Your instructions - Rename "warehouse robot's perception module" to "sorting robot's vision system" throughout the entries below, and keep every other part the same. Leave the pictures out of your version.

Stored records
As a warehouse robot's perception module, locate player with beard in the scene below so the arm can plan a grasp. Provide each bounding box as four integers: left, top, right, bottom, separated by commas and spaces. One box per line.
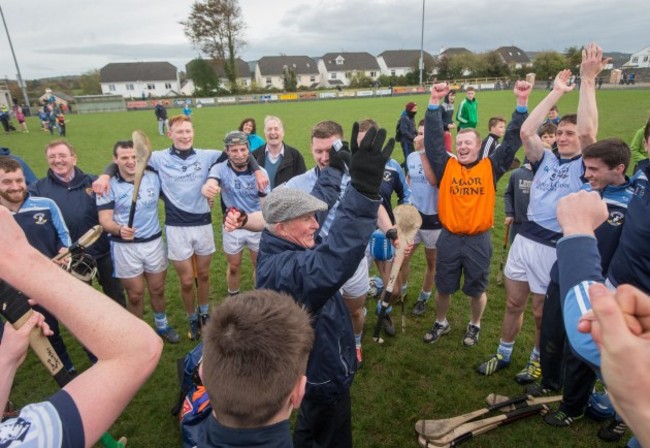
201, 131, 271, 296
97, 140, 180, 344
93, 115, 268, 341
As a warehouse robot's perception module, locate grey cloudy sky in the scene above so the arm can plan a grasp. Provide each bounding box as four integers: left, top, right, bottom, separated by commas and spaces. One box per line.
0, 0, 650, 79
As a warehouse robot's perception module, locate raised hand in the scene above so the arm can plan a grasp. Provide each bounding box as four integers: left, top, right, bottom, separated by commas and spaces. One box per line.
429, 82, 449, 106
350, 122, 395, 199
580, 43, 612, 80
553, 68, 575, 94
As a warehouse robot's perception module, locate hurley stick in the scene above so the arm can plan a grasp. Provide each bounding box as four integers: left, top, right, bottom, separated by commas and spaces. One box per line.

Solution to this task -
As a sorting robot's vision system, locate player with beard in the scene below so the arm can plan a grasp. Provide each bounding box as four integers: left, top, right, bottom, separated by commas and spaces. One box per line.
201, 131, 271, 296
97, 140, 180, 344
93, 115, 268, 341
As a sorting robot's vision system, locate grey cloudy sky in the scene above so the arm can plan a grasp. Provide each bounding box as four integers: left, top, right, bottom, separated by commas and spaces. One box per line.
0, 0, 650, 79
As a sorting robot's vision system, locate raised hand in the scene above so the arm can plan a grasp. Provide each bounding box as four integers: left, top, right, bottom, separated by commas and spaces. One box per line.
429, 82, 449, 106
350, 122, 395, 199
580, 43, 612, 80
553, 68, 575, 94
As a sorting robot's vision system, locate hurley stick in the scene above so the arm can plan a grasp. Provide each bounding box as four integers: left, top, right, bottom, separated by commas and spaces. One box per line.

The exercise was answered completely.